Altamusica
Gérard MANNONI
Récital du ténor Jonas Kaufmann accompagné par l’Orchestre de Belgique sous la direction de Michael Güttler dans la série des Grandes Voix au Théâtre des Champs-Élysées, Paris.
Le cas Kaufmann
Énorme triomphe pour le premier concert du ténor allemand Jonas Kaufmann avec orchestre à Paris. Une de ces soirées qui marquent une carrière, même pour un chanteur passé en deux ou trois ans du stade d’honorablement connu à celui de superstar internationale. Un succès mérité pour un artiste qui s’impose comme un cas à part dans le monde des ténors actuels.
Même si le public des Grandes voix n’est jamais avare d’applaudissements ni d’acclamations, on l’a quand même rarement vu et entendu manifester aussi bruyamment et aussi longtemps sa satisfaction. Pour employer des termes souvent lus jadis dans la presse spectacle, Jonas Kaufmann avait « Paris à ses pieds », rêve de tant d’artistes toutes catégories confondues.

Certes, ce jeune quadragénaire a l’avantage d’un physique qui, casque de boucles noires et barbe de deux ou trois jours, est plus celui d’une rock star que d’un traditionnel chanteur à voix, même en strict frac. Mais Paris en a vu d’autres en la matière et si l’accomplissement vocal particulier déployé toute la soirée dans un répertoire très varié n’avait pas été aussi exceptionnel, le délire n’aurait pas atteint ces proportions.

Tâchons, malgré tout, de ne pas raison perdre. Quatre noms dominent actuellement le monde des ténors. Inutile de tenter un classement, même si on est en droit de penser que l’empereur Alagna garde la longueur d’avance qu’une carrière très tôt débutée et intelligemment menée, des dons naturels et un charisme inégalable lui confèrent. Car chacun a sa personnalité.

À Juan Diego Flórez l’apanage d’un répertoire romantique orné et d’une voix si sûre qu’elle lui ouvre aujourd’hui des horizons plus vastes. À Rolando Villazón la générosité fougueuse d’un timbre de soleil parfois surmené mais rutilant de séductions.

Une maturité en plein devenir

À Jonas Kaufmann, avec une maturité presque tardive et encore en plein devenir, un art du chant unique dans son raffinement, sa maîtrise du souffle, de toutes les techniques d’émission et donc des nuances, ainsi qu’une élocution exemplaire en toute langue qui en font un interprète totalement exceptionnel et lui ont ouvert aussi l’univers de la mélodie au plus haut niveau. Ajoutons enfin que ces quatre jeunes messieurs pourraient aussi bien jouer les jeunes premiers au cinéma que sur les planches des théâtres lyriques. Nous avons bien de la chance !

Consigne:
Recopiez fidèlement, s'il vous plaît, le passage de la critique qui commence aux mots « À Juan Diego » et s'arrête après les mots « rutilant de séductions. ». Appuyez-vous uniquement sur la critique.

Données:
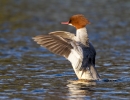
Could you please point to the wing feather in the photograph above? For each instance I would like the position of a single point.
(55, 44)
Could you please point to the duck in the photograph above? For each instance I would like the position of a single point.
(76, 48)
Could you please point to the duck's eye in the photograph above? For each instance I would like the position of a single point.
(69, 21)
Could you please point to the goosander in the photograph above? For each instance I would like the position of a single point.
(76, 48)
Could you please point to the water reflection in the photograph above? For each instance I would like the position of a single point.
(28, 71)
(80, 89)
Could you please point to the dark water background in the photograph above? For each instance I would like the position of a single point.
(30, 72)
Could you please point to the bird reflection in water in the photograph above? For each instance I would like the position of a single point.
(80, 88)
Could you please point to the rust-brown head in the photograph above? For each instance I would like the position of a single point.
(78, 21)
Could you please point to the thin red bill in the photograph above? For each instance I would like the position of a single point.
(64, 22)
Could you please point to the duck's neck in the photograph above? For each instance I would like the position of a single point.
(82, 35)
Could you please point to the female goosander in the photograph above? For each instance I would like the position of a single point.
(77, 49)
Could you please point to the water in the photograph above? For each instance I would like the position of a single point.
(28, 71)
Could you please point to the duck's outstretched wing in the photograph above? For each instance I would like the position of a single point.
(55, 44)
(62, 43)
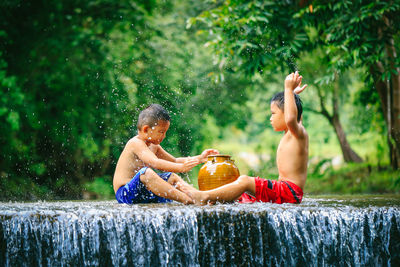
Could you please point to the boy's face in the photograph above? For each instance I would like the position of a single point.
(156, 134)
(277, 118)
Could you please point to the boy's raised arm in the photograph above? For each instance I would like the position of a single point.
(292, 82)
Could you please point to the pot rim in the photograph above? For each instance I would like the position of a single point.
(219, 155)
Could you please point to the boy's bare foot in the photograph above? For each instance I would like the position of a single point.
(199, 197)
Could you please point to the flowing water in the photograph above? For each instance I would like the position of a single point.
(322, 231)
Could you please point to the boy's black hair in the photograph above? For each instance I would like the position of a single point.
(151, 115)
(279, 98)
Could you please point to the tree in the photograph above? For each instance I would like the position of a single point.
(259, 35)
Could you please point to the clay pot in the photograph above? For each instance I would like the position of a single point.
(217, 171)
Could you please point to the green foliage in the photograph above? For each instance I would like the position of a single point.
(75, 74)
(355, 179)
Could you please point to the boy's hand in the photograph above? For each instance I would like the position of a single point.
(207, 152)
(299, 88)
(292, 81)
(189, 163)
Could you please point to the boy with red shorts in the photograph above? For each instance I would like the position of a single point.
(292, 157)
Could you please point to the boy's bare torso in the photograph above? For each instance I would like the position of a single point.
(292, 158)
(129, 164)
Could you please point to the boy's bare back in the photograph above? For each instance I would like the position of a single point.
(292, 158)
(129, 163)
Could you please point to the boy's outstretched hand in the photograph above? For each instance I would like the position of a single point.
(189, 164)
(300, 88)
(206, 153)
(293, 81)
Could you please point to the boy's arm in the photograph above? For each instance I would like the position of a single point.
(161, 153)
(292, 81)
(150, 159)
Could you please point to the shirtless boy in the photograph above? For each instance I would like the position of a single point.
(135, 181)
(292, 158)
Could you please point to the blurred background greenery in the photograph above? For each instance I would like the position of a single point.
(75, 74)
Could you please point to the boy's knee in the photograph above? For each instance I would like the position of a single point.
(244, 179)
(148, 175)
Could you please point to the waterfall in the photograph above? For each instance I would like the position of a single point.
(316, 233)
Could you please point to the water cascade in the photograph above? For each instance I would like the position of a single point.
(319, 232)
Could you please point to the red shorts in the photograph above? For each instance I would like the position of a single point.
(274, 191)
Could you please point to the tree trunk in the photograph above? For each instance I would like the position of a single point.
(349, 155)
(389, 93)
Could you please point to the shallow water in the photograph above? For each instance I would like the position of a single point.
(324, 230)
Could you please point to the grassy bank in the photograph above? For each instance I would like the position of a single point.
(355, 179)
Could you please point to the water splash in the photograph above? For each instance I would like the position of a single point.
(317, 232)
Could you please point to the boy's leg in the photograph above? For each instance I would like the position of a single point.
(178, 182)
(161, 188)
(226, 193)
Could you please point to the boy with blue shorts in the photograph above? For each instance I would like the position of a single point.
(135, 180)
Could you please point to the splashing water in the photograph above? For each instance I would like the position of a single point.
(323, 231)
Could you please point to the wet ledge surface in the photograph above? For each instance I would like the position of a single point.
(357, 230)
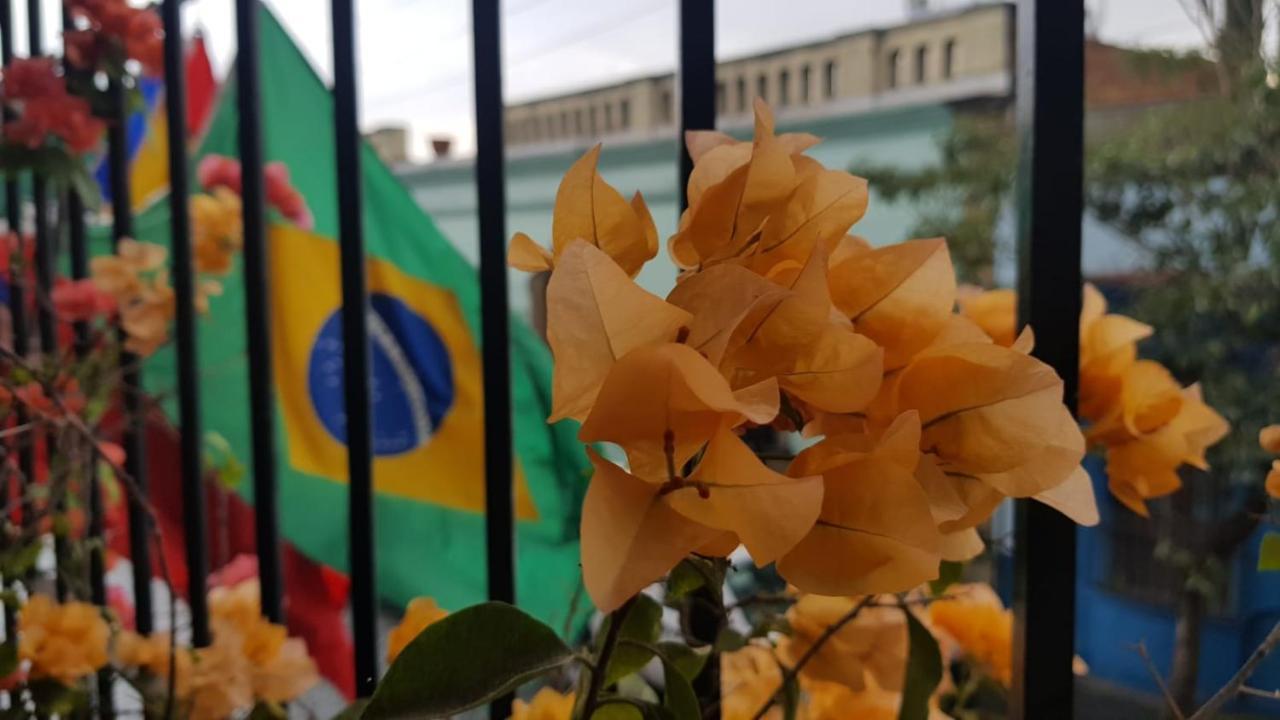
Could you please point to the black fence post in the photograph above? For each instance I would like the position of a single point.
(696, 80)
(355, 350)
(494, 329)
(193, 520)
(261, 397)
(18, 270)
(1050, 200)
(131, 369)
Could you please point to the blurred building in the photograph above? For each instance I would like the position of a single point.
(936, 58)
(391, 142)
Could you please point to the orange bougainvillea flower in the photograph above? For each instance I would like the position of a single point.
(1144, 466)
(876, 532)
(545, 705)
(993, 310)
(755, 329)
(590, 209)
(900, 296)
(663, 405)
(749, 677)
(972, 621)
(64, 642)
(419, 614)
(595, 315)
(1269, 438)
(871, 647)
(993, 419)
(1272, 482)
(216, 235)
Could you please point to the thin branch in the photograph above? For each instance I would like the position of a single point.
(1234, 686)
(602, 664)
(1141, 648)
(790, 674)
(1260, 692)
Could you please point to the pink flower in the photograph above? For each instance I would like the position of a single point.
(80, 300)
(219, 171)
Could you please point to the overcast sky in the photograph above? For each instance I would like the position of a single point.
(416, 54)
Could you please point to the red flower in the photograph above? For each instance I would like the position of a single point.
(80, 300)
(82, 48)
(27, 78)
(219, 171)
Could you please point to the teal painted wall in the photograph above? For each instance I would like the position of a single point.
(904, 137)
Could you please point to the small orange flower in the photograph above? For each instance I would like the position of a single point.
(419, 614)
(65, 642)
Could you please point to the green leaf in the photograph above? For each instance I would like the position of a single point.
(1269, 555)
(684, 579)
(640, 629)
(679, 695)
(688, 660)
(8, 659)
(466, 660)
(923, 670)
(949, 574)
(730, 639)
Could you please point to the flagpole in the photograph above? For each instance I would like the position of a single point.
(355, 350)
(261, 395)
(193, 519)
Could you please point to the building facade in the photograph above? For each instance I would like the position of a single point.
(940, 57)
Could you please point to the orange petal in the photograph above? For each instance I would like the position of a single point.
(768, 511)
(668, 388)
(597, 314)
(900, 296)
(630, 536)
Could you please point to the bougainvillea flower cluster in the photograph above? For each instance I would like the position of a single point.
(919, 425)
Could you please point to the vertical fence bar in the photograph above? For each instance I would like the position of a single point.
(355, 349)
(40, 200)
(696, 80)
(696, 94)
(1050, 199)
(17, 278)
(256, 311)
(131, 372)
(496, 346)
(193, 522)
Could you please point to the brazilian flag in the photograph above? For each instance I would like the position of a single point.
(426, 378)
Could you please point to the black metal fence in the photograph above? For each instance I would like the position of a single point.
(1050, 118)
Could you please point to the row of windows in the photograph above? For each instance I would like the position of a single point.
(777, 89)
(782, 96)
(580, 122)
(919, 71)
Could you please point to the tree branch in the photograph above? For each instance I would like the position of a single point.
(790, 674)
(1234, 686)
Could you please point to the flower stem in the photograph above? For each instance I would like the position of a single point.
(790, 674)
(602, 662)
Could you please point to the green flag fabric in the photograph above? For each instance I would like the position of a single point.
(423, 449)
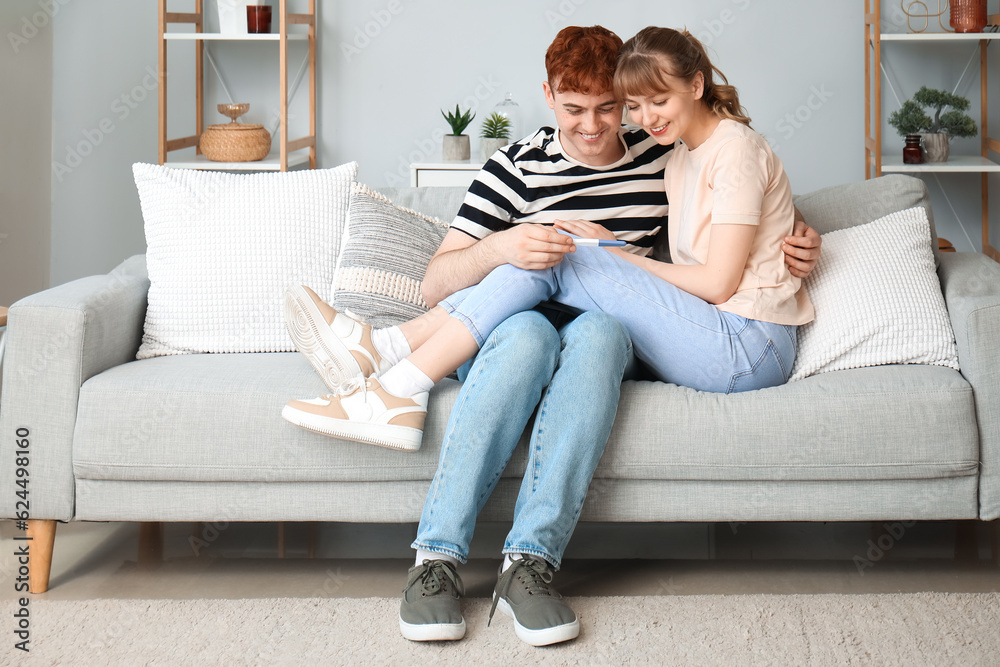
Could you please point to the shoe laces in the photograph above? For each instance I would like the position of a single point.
(348, 387)
(435, 577)
(533, 574)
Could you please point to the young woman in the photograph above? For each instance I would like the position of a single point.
(721, 318)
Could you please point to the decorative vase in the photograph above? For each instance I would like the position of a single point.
(968, 15)
(912, 153)
(490, 145)
(512, 111)
(455, 148)
(233, 16)
(936, 147)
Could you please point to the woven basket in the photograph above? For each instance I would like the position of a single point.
(968, 15)
(235, 142)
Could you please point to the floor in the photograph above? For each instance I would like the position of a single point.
(198, 561)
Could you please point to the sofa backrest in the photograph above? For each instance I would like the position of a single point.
(844, 206)
(826, 210)
(441, 203)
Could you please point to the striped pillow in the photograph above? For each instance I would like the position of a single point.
(384, 257)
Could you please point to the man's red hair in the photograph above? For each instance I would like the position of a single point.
(582, 60)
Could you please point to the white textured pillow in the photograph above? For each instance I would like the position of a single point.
(877, 300)
(222, 248)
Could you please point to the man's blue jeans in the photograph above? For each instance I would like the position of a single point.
(572, 373)
(679, 337)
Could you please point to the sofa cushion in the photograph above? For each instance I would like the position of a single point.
(217, 418)
(222, 249)
(384, 259)
(877, 300)
(843, 206)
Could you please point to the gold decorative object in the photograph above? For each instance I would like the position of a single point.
(233, 141)
(917, 9)
(233, 111)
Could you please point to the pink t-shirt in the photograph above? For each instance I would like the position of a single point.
(735, 178)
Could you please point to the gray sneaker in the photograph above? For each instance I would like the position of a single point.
(541, 616)
(430, 610)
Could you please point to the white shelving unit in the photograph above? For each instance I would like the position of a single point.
(983, 164)
(289, 153)
(444, 174)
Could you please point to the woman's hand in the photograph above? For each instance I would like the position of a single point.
(584, 229)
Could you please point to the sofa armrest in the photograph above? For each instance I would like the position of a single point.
(971, 285)
(56, 341)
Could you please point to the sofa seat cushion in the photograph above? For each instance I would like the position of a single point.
(877, 423)
(215, 417)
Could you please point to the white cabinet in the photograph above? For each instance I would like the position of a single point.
(444, 174)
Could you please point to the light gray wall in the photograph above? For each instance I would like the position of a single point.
(388, 66)
(25, 146)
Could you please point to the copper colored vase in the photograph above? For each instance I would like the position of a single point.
(968, 15)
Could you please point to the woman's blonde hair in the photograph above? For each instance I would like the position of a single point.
(655, 52)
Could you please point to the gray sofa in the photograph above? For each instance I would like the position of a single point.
(200, 437)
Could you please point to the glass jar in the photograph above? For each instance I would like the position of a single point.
(509, 108)
(912, 153)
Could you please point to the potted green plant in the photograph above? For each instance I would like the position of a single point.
(456, 145)
(495, 134)
(911, 119)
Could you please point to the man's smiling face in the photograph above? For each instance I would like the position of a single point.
(588, 125)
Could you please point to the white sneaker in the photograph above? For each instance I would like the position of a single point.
(338, 346)
(366, 413)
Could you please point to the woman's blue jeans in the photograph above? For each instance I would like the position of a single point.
(572, 372)
(681, 338)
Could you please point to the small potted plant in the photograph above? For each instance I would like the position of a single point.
(495, 134)
(912, 119)
(455, 146)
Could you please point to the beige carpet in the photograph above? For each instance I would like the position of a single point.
(905, 629)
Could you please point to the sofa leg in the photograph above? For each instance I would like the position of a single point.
(150, 544)
(966, 542)
(995, 541)
(42, 533)
(312, 539)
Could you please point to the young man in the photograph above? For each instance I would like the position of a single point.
(570, 367)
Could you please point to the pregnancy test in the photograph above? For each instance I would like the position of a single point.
(599, 243)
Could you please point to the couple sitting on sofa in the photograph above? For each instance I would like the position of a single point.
(721, 318)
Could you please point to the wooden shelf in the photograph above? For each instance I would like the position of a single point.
(210, 36)
(876, 163)
(971, 164)
(938, 36)
(287, 153)
(271, 163)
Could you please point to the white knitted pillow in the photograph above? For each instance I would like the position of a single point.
(222, 248)
(877, 300)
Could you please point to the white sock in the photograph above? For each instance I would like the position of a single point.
(391, 344)
(508, 560)
(404, 380)
(423, 554)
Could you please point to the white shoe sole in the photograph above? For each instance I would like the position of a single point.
(545, 636)
(402, 438)
(328, 356)
(431, 632)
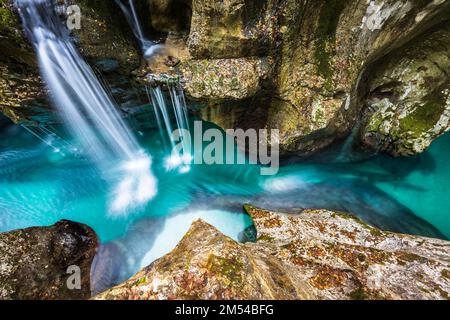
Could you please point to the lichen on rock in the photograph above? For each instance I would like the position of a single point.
(313, 254)
(408, 105)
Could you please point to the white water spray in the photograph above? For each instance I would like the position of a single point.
(180, 158)
(86, 108)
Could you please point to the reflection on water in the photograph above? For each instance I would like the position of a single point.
(39, 186)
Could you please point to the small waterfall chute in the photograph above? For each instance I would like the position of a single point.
(149, 48)
(87, 109)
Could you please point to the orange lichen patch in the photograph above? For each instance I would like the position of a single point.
(315, 252)
(256, 213)
(408, 257)
(359, 258)
(298, 261)
(191, 284)
(273, 222)
(348, 234)
(328, 277)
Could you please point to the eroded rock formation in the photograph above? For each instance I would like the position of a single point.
(320, 51)
(34, 262)
(315, 254)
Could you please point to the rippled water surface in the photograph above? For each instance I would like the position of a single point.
(40, 185)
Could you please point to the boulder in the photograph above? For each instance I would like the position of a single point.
(320, 53)
(37, 263)
(313, 254)
(408, 100)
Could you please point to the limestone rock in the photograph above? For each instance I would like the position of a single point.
(170, 15)
(320, 52)
(34, 262)
(225, 79)
(315, 254)
(22, 96)
(408, 105)
(230, 28)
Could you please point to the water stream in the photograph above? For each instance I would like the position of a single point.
(100, 167)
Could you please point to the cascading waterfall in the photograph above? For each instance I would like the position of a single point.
(86, 108)
(148, 47)
(180, 157)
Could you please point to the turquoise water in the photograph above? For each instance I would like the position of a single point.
(39, 186)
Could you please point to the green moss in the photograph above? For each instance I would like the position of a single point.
(8, 20)
(325, 35)
(227, 267)
(425, 116)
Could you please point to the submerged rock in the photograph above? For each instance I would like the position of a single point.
(315, 254)
(34, 262)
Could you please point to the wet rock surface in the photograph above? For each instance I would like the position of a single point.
(313, 254)
(34, 262)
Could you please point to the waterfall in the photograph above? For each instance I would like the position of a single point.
(86, 108)
(148, 47)
(180, 155)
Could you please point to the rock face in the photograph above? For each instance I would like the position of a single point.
(34, 262)
(22, 96)
(315, 254)
(321, 51)
(408, 105)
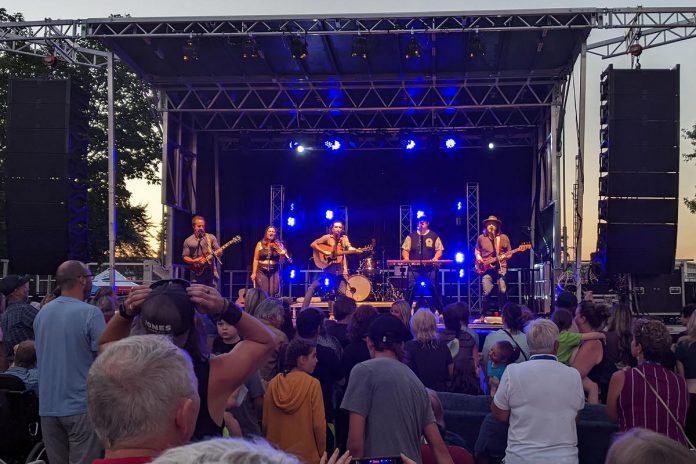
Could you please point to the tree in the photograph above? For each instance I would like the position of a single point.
(691, 135)
(138, 140)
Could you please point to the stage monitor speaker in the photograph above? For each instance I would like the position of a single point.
(646, 249)
(639, 211)
(46, 175)
(660, 293)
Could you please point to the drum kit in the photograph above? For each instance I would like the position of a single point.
(371, 283)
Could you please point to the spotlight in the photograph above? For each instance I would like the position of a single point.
(189, 52)
(475, 47)
(409, 144)
(413, 49)
(332, 144)
(298, 48)
(296, 146)
(359, 48)
(249, 49)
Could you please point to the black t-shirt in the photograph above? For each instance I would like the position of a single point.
(429, 363)
(328, 372)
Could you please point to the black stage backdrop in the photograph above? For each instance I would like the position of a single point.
(372, 184)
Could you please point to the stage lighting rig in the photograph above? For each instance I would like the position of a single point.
(189, 52)
(298, 48)
(359, 48)
(249, 49)
(413, 49)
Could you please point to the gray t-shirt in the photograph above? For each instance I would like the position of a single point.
(395, 406)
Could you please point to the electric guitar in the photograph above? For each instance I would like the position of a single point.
(198, 267)
(336, 256)
(490, 263)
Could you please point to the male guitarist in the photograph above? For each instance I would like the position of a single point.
(490, 244)
(337, 271)
(197, 247)
(423, 245)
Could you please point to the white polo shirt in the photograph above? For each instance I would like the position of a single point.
(543, 397)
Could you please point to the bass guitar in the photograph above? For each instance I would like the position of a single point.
(199, 266)
(490, 263)
(322, 261)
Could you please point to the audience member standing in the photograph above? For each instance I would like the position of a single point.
(428, 357)
(67, 340)
(135, 413)
(24, 365)
(541, 399)
(511, 331)
(293, 412)
(343, 310)
(463, 347)
(649, 395)
(18, 317)
(686, 366)
(389, 407)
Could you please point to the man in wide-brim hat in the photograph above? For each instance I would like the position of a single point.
(490, 244)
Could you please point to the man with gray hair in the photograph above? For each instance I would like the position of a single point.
(142, 397)
(541, 399)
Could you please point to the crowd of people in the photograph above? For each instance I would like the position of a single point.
(164, 375)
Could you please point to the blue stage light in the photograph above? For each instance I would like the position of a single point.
(332, 144)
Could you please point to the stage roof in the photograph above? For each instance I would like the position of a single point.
(471, 72)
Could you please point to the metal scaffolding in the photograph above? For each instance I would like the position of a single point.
(473, 280)
(276, 209)
(405, 222)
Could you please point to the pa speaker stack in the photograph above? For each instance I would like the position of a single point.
(639, 170)
(45, 175)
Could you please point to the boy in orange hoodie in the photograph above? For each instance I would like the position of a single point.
(293, 408)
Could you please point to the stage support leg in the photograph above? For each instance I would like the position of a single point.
(580, 169)
(111, 134)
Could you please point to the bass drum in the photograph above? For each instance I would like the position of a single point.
(359, 288)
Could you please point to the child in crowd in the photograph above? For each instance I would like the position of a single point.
(500, 355)
(226, 339)
(568, 343)
(293, 409)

Réponse:
À Juan Diego Flórez l’apanage d’un répertoire romantique orné et d’une voix si sûre qu’elle lui ouvre aujourd’hui des horizons plus vastes. À Rolando Villazón la générosité fougueuse d’un timbre de soleil parfois surmené mais rutilant de séductions.